##### DATA FOR REVIEW

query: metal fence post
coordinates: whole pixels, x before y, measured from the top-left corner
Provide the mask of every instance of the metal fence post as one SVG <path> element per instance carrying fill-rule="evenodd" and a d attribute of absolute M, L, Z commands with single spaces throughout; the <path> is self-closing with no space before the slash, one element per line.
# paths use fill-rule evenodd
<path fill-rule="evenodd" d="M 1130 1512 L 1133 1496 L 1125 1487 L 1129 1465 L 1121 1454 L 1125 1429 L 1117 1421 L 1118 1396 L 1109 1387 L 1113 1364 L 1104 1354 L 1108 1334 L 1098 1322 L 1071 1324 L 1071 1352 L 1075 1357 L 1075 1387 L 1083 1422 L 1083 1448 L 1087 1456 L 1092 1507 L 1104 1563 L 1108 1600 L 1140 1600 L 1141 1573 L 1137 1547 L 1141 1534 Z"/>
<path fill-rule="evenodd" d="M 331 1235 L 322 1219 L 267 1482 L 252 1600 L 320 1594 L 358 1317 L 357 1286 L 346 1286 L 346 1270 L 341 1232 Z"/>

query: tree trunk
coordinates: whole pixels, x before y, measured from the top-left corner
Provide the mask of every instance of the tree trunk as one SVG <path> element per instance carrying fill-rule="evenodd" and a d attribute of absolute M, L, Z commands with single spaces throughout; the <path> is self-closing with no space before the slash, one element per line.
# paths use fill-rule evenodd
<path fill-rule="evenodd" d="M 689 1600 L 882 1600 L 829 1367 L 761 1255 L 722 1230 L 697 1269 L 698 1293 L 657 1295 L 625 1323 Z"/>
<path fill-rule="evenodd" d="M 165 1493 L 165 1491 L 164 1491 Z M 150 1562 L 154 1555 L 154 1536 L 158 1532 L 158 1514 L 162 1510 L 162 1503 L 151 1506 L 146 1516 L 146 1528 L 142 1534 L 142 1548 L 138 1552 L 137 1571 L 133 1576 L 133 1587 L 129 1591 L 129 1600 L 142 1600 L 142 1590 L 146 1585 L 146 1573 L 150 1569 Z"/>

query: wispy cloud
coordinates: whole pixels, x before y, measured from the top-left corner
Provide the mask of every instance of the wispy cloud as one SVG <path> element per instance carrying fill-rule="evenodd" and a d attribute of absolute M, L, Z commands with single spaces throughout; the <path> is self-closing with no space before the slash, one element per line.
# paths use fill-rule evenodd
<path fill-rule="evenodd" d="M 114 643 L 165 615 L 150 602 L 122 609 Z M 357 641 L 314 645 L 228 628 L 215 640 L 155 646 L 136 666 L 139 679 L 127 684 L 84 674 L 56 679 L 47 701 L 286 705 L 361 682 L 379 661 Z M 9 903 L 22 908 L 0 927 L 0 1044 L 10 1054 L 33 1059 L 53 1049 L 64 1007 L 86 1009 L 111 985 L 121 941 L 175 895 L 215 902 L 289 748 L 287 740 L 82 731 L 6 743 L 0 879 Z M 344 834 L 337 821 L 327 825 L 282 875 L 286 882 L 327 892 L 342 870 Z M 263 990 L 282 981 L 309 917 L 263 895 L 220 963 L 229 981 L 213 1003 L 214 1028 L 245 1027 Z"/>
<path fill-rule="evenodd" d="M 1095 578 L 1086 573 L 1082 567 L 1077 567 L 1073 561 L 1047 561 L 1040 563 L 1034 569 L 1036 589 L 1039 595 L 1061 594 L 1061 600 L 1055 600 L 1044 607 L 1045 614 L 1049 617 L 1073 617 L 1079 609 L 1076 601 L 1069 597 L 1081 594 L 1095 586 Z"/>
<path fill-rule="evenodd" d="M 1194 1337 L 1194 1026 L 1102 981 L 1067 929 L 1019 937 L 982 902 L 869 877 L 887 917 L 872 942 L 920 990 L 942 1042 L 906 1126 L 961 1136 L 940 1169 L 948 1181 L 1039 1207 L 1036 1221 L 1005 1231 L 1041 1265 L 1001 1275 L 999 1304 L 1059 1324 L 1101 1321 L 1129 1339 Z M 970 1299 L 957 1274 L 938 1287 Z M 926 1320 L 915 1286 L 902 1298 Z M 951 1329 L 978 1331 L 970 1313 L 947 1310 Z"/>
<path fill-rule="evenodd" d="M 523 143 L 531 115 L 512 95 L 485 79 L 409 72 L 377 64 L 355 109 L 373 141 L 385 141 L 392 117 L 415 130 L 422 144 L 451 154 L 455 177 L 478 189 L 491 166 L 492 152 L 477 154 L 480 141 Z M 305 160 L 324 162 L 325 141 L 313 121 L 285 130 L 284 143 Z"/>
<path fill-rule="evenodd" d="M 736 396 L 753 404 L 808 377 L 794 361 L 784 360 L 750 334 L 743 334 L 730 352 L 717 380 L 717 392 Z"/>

##########

--- YOUR GOAL ---
From the entries, copy every line in which the string "single" can be found.

--- EXPECTED ANSWER ---
Provide the mask of every instance of the metal fence post as one SVG <path> element per instance carrying fill-rule="evenodd" and a d attribute of absolute M, L, Z commands with single spaces throughout; the <path> is self-closing with no space before the slash, one element per line.
Provide the mask of every instance of the tree trunk as one SVG <path> element per instance carrying fill-rule="evenodd" and a d attribute of absolute M, L, Z commands with single spaces throughout; the <path> is self-closing with no space before the slash, one element per line.
Provide the mask of every instance of the wispy cloud as one SVG <path> element per instance carrying fill-rule="evenodd" and a d attribute of absolute M, L, Z commands with single spaces throughout; the <path> is self-closing with no space before the slash, one element per line.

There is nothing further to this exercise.